Render the listing below as a two-column CSV with the header row "request" and "response", one row per labeling request. Put the request's text in the request field and its answer points in the response field, each field in double quotes, with every line break changed to a space.

[Data records]
%%

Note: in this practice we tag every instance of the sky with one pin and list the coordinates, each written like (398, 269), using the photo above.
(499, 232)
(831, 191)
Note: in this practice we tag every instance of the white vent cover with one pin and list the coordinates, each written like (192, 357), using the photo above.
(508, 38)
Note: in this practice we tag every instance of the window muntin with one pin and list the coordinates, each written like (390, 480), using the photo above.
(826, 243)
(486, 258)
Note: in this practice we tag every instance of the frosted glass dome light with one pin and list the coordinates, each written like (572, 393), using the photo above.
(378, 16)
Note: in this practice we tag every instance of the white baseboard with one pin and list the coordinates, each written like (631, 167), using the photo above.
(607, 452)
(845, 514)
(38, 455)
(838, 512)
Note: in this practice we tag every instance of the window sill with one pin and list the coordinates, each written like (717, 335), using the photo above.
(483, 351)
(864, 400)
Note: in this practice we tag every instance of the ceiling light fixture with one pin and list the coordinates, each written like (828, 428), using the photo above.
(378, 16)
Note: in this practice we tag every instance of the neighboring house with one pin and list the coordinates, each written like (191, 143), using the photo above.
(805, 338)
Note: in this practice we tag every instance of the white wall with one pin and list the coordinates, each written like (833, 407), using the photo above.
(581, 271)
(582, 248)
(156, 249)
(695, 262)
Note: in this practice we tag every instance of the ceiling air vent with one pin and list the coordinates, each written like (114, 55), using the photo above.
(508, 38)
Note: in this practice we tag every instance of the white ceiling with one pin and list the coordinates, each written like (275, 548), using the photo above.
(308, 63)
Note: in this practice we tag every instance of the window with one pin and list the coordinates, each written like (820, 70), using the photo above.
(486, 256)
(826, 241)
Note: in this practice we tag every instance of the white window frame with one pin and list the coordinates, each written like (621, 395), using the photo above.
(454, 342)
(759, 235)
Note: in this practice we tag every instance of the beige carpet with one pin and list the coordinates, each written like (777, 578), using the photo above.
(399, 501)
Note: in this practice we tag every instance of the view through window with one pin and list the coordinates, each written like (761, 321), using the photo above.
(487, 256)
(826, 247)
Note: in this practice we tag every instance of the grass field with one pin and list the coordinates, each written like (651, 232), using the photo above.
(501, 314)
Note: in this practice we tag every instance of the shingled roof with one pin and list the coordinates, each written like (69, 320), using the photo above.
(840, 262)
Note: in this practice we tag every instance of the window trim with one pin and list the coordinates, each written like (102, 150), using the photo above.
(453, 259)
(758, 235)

%%

Answer to this exercise
request,response
"Note: in this practice we tag every instance of the sky with one pin and list the coordinates, each written like (398, 269), using the photo above.","(499, 232) (831, 191)"
"Note: in this practice we tag every instance of the white vent cover with one pin and list the coordinates, each written like (192, 357), using the photo above.","(508, 38)"
"Note: in this practice we tag every instance of the window muntin with one pin and list the coordinates, each written like (390, 480), using the photo above.","(826, 243) (486, 258)"
"Note: in this practice we tag every instance of the frosted glass dome light with one pin and list the coordinates, each written like (572, 393), using the photo above.","(378, 16)"
"Note: in this practice we tag every instance of the white baseboard with one pin and list the coordinates, each written like (631, 167), using the photo above.","(607, 452) (845, 514) (38, 455) (838, 512)"
"Note: in this practice we tag every instance of the window sill with one pin and list the coordinates, each written like (717, 335), using the photo above.","(483, 351) (864, 400)"
"Note: in this practice we tag every instance of the ceiling light fixture with one pin and list the coordinates, each written like (828, 428), using the photo above.","(378, 16)"
"Note: in this practice we tag every instance of the neighboring house with one pin and list the coordinates, each written like (191, 143), using the photo above.","(805, 338)"
"Note: in this practice we tag every instance of the white wall with one pin and list the coordinates, each written like (833, 407), using the photo above.","(581, 271) (582, 248) (156, 249) (695, 262)"
"Note: in this practice we tag every instance of the ceiling air vent with one pin and list the coordinates, each written like (114, 55), using the photo above.","(508, 38)"
"Note: in this practice we tag every instance of the white ceiling with one pin and list the coordinates, each written like (275, 548), using the photo above.","(308, 63)"
"Note: in this practice we tag every instance of the window with one pin and list the coordinates, each written like (820, 70), using the photo above.","(486, 256) (826, 241)"
"Note: in this practice we tag every instance of the white window frame with one pin and list the coordinates, each written like (621, 395), using the photo above.","(454, 342) (759, 235)"
"Note: in this practice we tag every instance of the beige carpet with one pin and list the coordinates, each written like (777, 578), using the photo above.","(399, 501)"
"Note: in this practice we tag every instance of the view through window with one pin and list the coordinates, each written like (761, 321), using the photo above.","(487, 256) (826, 247)"
"Note: in this practice we tag every instance of the grass field with one pin and list the coordinates, each written like (651, 232), using the photo above.","(501, 314)"
"Note: in this practice we tag every instance of the shingled roof with one pin and list the coordinates, each written like (69, 320), using the photo above.","(840, 262)"
"Note: in this practice we tag every instance of the window trim with one pin and list the coordinates, each written like (102, 150), using the photo above.","(453, 259) (758, 235)"